Quote the entries below from the line with "Target: vertical metal pole" through the line with "Place a marker on every instance of the t-shirt", both ends included, and only those lines.

[Records excerpted from a collection]
━━━━━━━━━━━━━━━━━━━━━━━━━━━━━━

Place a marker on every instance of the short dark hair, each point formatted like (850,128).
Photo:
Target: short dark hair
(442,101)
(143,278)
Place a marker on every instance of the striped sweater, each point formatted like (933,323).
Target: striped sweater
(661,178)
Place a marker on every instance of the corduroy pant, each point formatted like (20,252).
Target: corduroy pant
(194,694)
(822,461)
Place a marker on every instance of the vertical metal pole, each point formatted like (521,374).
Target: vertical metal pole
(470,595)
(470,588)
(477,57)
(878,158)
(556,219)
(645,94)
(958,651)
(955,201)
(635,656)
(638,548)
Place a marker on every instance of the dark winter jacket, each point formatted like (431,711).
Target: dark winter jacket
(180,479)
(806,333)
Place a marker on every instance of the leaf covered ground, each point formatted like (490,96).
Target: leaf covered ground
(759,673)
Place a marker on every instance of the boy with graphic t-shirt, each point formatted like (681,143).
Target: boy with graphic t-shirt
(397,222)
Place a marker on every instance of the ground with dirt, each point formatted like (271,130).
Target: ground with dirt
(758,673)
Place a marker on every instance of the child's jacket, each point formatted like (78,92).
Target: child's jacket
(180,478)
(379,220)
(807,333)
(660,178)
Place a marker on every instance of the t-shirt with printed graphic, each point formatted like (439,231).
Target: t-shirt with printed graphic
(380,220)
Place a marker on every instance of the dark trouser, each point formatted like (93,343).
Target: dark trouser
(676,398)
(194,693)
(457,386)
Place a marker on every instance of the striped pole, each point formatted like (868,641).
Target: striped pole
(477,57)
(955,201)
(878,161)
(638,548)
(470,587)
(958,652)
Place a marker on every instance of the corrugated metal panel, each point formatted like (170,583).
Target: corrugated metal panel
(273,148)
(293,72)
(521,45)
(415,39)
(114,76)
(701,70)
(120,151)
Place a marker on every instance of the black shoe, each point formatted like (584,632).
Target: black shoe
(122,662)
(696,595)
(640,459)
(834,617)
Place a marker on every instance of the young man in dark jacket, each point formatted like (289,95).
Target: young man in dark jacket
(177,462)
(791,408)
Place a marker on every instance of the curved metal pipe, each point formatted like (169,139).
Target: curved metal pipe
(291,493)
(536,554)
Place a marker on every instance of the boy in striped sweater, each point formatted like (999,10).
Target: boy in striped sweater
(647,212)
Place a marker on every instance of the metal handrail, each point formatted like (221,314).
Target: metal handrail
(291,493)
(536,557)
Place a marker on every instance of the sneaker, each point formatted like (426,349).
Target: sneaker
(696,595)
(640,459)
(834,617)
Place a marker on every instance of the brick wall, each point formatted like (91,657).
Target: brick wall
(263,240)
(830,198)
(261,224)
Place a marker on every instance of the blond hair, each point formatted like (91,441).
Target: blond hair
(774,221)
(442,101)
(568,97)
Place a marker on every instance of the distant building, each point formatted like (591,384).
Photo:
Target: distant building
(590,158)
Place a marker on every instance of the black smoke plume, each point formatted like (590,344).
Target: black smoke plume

━━━━━━━━━━━━━━━━━━━━━━━━━━━━━━

Exercise solution
Target: vertical metal pole
(470,595)
(470,588)
(477,57)
(878,158)
(556,219)
(645,94)
(958,651)
(955,201)
(635,656)
(638,548)
Place a marker on every instance of the dark winter jacket, each point formatted like (431,711).
Target: dark winter jacket
(180,479)
(806,333)
Place a marker on every instance of the leaf covered ground, each point formatted like (490,96).
Target: leaf covered ground
(759,673)
Place a marker on every instance of the boy with graphic t-shirt, each point formatted like (681,143).
Target: boy with graphic t-shirt
(397,222)
Place a marker on every instance of the ground with dirt, each point formatted like (271,130).
Target: ground with dirt
(758,673)
Place a marker on every instance of the child's jacket, each point formatted like (78,92).
Target: child's jacket
(180,478)
(379,220)
(807,333)
(660,178)
Place a marker on every instance of the t-shirt with printed graphic, each point formatted like (439,231).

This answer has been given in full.